YOUR INSTRUCTIONS. Without altering anything, repeat each of the records.

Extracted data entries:
┌──
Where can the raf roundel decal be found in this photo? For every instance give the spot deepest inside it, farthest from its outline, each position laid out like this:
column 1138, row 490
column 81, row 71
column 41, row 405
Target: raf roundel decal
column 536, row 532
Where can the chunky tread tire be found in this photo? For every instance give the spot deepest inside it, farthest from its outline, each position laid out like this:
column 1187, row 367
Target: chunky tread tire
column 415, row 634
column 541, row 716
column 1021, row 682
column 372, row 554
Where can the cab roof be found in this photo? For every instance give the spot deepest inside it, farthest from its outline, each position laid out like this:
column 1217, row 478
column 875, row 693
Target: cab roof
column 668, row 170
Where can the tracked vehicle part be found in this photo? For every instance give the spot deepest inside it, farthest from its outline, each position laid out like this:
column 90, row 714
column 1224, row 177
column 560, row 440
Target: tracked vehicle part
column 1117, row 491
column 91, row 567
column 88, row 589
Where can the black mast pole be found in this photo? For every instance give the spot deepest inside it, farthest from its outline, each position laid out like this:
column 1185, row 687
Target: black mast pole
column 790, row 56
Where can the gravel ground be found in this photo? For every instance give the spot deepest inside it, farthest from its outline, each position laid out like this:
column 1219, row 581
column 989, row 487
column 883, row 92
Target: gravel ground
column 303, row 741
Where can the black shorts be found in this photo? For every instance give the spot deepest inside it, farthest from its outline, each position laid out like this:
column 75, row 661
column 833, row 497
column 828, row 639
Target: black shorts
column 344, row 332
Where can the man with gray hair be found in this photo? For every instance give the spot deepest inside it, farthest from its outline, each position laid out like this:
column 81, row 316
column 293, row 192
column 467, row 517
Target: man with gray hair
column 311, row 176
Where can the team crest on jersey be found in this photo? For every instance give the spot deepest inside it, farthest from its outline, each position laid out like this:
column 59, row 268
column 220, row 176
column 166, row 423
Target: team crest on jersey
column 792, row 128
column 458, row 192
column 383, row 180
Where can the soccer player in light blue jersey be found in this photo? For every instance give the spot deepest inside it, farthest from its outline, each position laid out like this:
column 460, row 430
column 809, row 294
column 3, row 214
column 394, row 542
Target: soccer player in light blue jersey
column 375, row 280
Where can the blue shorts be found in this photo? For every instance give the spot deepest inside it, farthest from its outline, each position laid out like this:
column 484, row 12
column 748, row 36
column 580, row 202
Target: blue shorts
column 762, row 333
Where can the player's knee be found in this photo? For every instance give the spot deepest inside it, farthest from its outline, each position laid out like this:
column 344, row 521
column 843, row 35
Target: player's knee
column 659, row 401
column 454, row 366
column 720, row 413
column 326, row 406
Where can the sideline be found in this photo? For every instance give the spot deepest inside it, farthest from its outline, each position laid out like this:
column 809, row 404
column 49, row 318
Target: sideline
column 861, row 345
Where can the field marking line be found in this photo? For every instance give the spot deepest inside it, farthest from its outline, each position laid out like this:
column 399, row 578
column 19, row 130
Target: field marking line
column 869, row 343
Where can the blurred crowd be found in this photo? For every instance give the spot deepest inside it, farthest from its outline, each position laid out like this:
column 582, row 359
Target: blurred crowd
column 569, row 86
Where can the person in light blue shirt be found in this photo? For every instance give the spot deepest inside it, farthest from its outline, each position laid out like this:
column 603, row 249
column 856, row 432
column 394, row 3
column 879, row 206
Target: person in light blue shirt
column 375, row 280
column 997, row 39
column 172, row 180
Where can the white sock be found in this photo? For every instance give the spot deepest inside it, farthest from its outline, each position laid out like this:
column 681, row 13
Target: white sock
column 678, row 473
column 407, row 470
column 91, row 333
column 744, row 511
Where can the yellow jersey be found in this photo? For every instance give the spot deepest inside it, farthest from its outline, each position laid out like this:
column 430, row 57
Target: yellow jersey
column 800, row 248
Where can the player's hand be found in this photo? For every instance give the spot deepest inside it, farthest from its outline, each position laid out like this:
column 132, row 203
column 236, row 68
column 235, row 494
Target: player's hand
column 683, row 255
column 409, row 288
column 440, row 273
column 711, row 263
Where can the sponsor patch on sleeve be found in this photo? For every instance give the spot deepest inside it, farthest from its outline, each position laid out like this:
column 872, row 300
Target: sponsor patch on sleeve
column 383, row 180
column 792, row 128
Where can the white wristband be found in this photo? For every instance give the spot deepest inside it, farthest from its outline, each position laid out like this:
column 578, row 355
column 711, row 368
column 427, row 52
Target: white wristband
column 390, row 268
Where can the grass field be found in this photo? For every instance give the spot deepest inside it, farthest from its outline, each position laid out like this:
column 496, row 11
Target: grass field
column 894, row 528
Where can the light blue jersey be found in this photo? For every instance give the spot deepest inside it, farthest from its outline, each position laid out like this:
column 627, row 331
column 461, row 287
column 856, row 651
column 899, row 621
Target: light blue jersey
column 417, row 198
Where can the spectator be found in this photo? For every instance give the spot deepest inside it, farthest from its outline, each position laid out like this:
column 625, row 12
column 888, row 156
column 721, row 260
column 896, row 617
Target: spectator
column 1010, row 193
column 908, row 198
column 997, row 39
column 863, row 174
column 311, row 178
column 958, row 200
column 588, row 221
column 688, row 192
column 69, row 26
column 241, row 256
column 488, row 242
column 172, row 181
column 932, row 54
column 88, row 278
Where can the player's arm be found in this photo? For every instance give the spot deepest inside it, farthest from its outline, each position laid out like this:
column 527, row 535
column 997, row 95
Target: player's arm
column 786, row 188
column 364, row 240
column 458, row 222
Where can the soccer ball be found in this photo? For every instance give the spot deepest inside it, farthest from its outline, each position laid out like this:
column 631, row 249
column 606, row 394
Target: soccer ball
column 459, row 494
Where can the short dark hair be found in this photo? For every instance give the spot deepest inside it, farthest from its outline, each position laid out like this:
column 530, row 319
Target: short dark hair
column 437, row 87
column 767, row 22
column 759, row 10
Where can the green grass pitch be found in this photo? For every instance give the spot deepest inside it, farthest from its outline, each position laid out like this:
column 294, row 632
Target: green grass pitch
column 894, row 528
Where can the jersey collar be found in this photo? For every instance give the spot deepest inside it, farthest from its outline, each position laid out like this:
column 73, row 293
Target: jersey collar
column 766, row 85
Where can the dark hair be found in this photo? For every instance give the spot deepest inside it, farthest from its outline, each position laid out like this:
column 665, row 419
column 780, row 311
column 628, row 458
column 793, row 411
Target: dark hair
└──
TASK SOLUTION.
Where can the raf roundel decal be found in this photo? For every instance give the spot deepest inside it, farthest from its outline, each position laid out like this:
column 1138, row 490
column 81, row 71
column 41, row 405
Target: raf roundel decal
column 536, row 532
Where can the chunky tread tire be found in this photo? For every instance give the spot deepest inside it, farthest from its outline, each position laid out like this:
column 1187, row 367
Target: chunky tread tire
column 415, row 634
column 541, row 716
column 1021, row 682
column 372, row 554
Where can the cab roof be found in this photo? For every instance give the spot deepest inside it, farthest from its outline, each position laid out like this:
column 1217, row 478
column 875, row 693
Target: cab roof
column 668, row 170
Where can the tracked vehicle part be found in this photo? For every instance give the spot deepest inside it, farthest from its outline, each position laid out like this:
column 90, row 714
column 1224, row 177
column 560, row 440
Target: tracked vehicle part
column 1117, row 491
column 91, row 567
column 88, row 589
Where can the black mast pole be found in this photo? For every instance give the spot deepest inside it, farthest from its outline, each position laid out like this:
column 1185, row 687
Target: black mast pole
column 790, row 56
Where can the gravel ground be found in this photo? For every instance give the spot deepest inside it, farthest from its outline, each position laid out like this:
column 1219, row 581
column 989, row 487
column 883, row 92
Target: gravel ground
column 303, row 741
Where can the black shorts be found in this photo? For every instance give the spot deepest inside it, farthest from its outline, each position laid out like this:
column 75, row 661
column 833, row 497
column 828, row 639
Target: black shorts
column 344, row 332
Where can the man with gray hair be found in this photo? For every instance give the spot deepest inside it, farthest from its outline, each position laid out like this:
column 81, row 316
column 293, row 192
column 467, row 517
Target: man with gray hair
column 311, row 176
Where can the team crest on jersey be found in this photo? For every instance give the spot deepest inside it, farthest from its outline, each position laid out like this:
column 59, row 268
column 220, row 176
column 166, row 423
Target: team crest on jersey
column 792, row 128
column 458, row 192
column 383, row 180
Where can the soccer player in light blue jersey be found in this photo? For every instance give the spot deepest inside it, farthest from its outline, each position laid out like this:
column 460, row 430
column 809, row 294
column 3, row 214
column 394, row 542
Target: soccer player in light blue jersey
column 375, row 280
Where can the blue shorts be found in this photo? For every instance give the spot deepest inside it, farthest from its outline, each position laid out like this:
column 484, row 12
column 748, row 36
column 580, row 202
Target: blue shorts
column 762, row 333
Where can the player's knee be found in this photo? For every instance give the spot deepest inside it, farthest from its outline, each position laid out like this:
column 344, row 521
column 843, row 35
Target: player's knee
column 659, row 401
column 454, row 366
column 720, row 413
column 326, row 406
Where can the sideline be found in this photo? For every instance give the spot deepest inside it, farthest from its outline, each position laid out like this:
column 809, row 404
column 49, row 318
Target: sideline
column 861, row 345
Where can the field marking line be found in this photo? For every instance give the spot deepest inside it, farthest from its outline, each position laid out like this:
column 399, row 578
column 19, row 130
Target: field marking line
column 869, row 343
Where can the blurred crowd be found in this photo? For every instance give the spot deepest inside it, farthest from its outline, each position laid out like this:
column 582, row 359
Target: blurred crowd
column 569, row 86
Where can the person in light blue shirt be found in this photo? For every instance give the spot deepest inside it, farthest from its outline, each position laid out like this:
column 603, row 249
column 856, row 432
column 394, row 3
column 879, row 206
Target: person in light blue shirt
column 375, row 280
column 997, row 39
column 172, row 180
Where can the white sock be found in this photo? For every instance give the spot deepest inside it, farthest from its outline, each position laid out like this:
column 681, row 13
Target: white sock
column 678, row 473
column 407, row 470
column 91, row 333
column 744, row 511
Where can the yellow jersey be found in this photo? For every instance give the spot deepest inside it, farthest from its outline, each position laid out like this:
column 430, row 57
Target: yellow jersey
column 800, row 248
Where can the player's hand be found in this photo? For every instance give the spot deepest inside it, farthest from its outline, each position laid out like this:
column 132, row 203
column 236, row 68
column 235, row 494
Target: player's hand
column 683, row 255
column 409, row 288
column 440, row 273
column 711, row 263
Where can the sponsor patch on sleeve be found in this photo? For every instance give the spot deepest inside it, farthest from its outline, each position laid out like this:
column 872, row 300
Target: sponsor patch on sleeve
column 383, row 180
column 792, row 128
Where can the white wristband be found in this photo? For every instance give the spot deepest inside it, farthest from its outline, each position laid out like this:
column 578, row 355
column 711, row 368
column 427, row 52
Target: white wristband
column 390, row 268
Where can the grass field be found in this photo? For every instance give the spot deepest inside it, farthest from its outline, each position laid out like this:
column 496, row 11
Target: grass field
column 894, row 528
Where can the light blue jersey be found in this photo? For every instance give the spot deepest inside it, farthest from its outline, each position laid out like this:
column 627, row 331
column 461, row 287
column 856, row 651
column 899, row 621
Target: light blue jersey
column 417, row 198
Where can the spectator be found in this photo? For every instance give the spot deepest inside it, farthest from its outline, each position laid out like this:
column 625, row 12
column 888, row 156
column 721, row 260
column 896, row 617
Target: spectator
column 1010, row 193
column 908, row 198
column 997, row 39
column 863, row 174
column 311, row 178
column 958, row 200
column 588, row 221
column 688, row 192
column 69, row 26
column 241, row 256
column 488, row 242
column 172, row 181
column 932, row 54
column 88, row 278
Where can the player's arm be found in this photo? For every instance give the spot deepest inside it, farthest from its outline, each position laid out like this:
column 527, row 535
column 997, row 95
Target: player's arm
column 786, row 188
column 364, row 240
column 458, row 222
Where can the soccer ball be found in this photo? For every instance give the spot deepest inside it, farthest from its outline, each position laid out like this:
column 631, row 249
column 606, row 394
Target: soccer ball
column 459, row 494
Where can the short dark hair be found in this photo? For every instance give the spot deepest inside it, farthest from its outline, each position laid out like this:
column 530, row 319
Target: short dark hair
column 437, row 87
column 767, row 22
column 759, row 10
Where can the green grass pitch be found in this photo? For every instance give the spot deepest inside it, farthest from its outline, each position laid out like this:
column 294, row 632
Target: green grass pitch
column 894, row 528
Where can the jersey collar be found in this photo? For every instance give the spot deepest inside it, farthest from its outline, each position laid out like this:
column 73, row 293
Target: jersey collar
column 766, row 85
Where can the dark hair be found in this photo? For every instance give the spot deepest inside it, farthest from its outline, each position laid out like this:
column 665, row 419
column 780, row 311
column 628, row 458
column 793, row 411
Target: dark hair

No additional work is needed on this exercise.